# [Description of the task]
Repeat the lines from the line with "My manager asked me to get bounding boxes for every marble" up to and including the line with "[272,112,335,147]", changing "stainless steel" to "brushed nickel" and leaving everything else the same.

# [Provided data]
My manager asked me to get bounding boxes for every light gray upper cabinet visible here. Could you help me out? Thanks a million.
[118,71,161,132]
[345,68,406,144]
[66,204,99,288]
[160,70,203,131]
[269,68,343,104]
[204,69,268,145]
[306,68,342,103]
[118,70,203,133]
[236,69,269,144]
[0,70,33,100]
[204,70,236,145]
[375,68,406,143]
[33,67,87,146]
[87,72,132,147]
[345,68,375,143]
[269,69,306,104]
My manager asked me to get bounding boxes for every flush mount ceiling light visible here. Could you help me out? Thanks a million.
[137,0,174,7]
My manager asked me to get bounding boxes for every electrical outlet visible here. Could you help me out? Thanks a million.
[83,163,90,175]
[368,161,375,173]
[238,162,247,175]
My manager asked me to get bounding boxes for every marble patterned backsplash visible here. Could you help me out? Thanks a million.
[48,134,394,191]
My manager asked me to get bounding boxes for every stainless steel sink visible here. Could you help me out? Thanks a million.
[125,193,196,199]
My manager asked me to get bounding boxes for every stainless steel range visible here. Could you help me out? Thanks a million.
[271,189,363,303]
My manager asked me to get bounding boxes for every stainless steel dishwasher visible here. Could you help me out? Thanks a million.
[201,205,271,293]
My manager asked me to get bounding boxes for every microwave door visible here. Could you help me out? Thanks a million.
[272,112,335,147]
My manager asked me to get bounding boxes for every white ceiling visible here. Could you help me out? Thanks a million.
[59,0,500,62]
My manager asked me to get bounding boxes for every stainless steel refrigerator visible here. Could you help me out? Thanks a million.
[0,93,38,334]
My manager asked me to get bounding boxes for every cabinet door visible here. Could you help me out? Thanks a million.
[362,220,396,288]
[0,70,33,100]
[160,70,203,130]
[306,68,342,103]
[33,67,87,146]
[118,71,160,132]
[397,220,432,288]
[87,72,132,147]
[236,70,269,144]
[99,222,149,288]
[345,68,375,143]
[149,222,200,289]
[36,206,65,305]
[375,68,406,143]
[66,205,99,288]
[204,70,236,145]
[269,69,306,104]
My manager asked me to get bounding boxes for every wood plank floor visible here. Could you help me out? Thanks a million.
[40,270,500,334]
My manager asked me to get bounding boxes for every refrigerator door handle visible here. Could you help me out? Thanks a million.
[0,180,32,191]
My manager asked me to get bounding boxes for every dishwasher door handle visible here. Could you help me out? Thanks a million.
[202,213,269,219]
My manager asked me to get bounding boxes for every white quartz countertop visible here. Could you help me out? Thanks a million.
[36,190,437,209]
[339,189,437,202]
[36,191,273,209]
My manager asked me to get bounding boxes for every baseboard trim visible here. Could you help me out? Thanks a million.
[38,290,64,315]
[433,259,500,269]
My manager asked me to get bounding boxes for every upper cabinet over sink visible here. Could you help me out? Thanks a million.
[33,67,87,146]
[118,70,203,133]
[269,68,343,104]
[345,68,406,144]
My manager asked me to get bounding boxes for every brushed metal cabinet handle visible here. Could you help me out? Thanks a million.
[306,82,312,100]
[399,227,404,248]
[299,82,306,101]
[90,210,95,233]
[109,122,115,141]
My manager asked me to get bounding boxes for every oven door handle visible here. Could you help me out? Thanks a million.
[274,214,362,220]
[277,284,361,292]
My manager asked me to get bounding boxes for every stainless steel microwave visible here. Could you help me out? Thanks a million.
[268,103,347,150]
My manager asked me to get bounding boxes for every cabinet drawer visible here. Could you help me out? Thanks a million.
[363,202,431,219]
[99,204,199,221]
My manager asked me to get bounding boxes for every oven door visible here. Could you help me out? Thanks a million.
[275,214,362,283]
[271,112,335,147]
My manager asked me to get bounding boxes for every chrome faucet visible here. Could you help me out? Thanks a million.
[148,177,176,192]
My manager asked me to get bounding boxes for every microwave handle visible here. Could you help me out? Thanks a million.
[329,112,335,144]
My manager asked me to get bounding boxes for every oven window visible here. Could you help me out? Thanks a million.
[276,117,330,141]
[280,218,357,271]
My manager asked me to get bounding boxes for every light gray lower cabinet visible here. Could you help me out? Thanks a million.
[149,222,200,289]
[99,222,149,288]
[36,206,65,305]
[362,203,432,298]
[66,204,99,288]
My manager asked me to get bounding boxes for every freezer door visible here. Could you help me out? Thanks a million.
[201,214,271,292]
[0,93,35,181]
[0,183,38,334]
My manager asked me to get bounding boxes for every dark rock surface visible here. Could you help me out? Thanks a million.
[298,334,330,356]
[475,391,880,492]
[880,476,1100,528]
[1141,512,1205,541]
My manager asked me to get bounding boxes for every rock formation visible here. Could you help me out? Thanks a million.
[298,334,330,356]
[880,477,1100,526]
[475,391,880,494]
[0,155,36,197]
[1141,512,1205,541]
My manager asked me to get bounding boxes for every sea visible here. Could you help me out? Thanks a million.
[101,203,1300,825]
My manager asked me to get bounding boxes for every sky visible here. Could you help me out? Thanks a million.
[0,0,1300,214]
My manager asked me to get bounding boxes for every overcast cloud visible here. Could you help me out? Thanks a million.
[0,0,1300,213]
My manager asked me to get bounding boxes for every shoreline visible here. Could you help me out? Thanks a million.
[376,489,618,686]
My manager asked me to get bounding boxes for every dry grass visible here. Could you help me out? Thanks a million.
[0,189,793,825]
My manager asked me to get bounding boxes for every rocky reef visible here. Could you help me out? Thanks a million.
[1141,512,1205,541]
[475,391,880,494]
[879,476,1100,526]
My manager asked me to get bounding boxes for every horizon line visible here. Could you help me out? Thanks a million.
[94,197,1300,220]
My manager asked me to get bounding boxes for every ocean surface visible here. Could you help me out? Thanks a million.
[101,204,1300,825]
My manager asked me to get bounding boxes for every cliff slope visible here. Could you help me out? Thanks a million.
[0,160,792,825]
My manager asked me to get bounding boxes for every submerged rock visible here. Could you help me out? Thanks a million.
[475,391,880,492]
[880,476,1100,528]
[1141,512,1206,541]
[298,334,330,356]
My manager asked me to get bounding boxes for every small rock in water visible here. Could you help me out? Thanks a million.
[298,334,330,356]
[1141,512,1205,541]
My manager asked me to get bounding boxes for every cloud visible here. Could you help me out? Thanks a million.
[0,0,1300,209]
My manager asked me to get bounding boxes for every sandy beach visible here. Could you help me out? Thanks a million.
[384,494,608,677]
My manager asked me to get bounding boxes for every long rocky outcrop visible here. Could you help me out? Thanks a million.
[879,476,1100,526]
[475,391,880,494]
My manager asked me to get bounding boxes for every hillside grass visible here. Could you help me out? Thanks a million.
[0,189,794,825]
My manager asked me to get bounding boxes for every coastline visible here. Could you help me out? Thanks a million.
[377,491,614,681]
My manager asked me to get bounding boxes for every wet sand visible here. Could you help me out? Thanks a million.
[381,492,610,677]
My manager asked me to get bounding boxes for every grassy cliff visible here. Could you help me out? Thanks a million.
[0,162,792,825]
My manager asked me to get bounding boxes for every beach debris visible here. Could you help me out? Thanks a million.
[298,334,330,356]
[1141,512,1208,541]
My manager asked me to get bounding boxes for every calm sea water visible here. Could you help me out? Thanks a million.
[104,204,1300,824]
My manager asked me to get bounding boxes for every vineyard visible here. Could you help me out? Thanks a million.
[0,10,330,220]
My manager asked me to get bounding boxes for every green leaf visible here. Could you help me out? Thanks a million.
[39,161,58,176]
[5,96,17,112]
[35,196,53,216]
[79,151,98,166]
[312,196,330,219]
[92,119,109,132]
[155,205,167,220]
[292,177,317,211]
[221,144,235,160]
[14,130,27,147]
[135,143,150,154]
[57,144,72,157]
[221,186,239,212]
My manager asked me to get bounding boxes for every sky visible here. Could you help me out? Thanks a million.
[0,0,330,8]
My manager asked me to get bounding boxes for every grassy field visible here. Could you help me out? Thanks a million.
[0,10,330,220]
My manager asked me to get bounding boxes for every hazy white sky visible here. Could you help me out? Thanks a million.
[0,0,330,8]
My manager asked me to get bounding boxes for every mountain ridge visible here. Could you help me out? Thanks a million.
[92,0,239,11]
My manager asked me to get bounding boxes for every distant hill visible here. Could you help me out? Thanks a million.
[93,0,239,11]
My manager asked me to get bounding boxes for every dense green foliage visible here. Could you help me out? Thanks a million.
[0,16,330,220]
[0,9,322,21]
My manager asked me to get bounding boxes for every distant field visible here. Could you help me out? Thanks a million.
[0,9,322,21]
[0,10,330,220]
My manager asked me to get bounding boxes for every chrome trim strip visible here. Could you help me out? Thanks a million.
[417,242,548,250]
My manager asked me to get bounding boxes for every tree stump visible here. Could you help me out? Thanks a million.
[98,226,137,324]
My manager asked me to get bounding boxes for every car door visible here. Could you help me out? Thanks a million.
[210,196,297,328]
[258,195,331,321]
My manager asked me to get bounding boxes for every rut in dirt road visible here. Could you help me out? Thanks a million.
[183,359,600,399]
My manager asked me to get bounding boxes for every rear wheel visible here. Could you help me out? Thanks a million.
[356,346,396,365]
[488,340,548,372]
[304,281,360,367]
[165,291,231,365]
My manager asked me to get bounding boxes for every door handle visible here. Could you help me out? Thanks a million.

# [Exercise result]
My manager asked me to get bounding boxes for every marble patterned backsplash visible here. Could you help me out? Thanks a million.
[48,134,394,191]
My manager asked me to get bounding boxes for every brushed nickel sink visible here. Could you help me out? Thanks a million.
[125,193,196,199]
My manager asked me to get bounding boxes for every brushed nickel range visible here. Could you help me out? Thanks a million.
[271,189,363,303]
My manager asked me to get bounding boxes for every brushed nickel dishwasher visible here. Could you help me out? Thanks a million.
[201,205,271,293]
My manager asked me to get bounding boxes for every microwave door visible here. Could you help me out? Thanks a million.
[272,112,335,147]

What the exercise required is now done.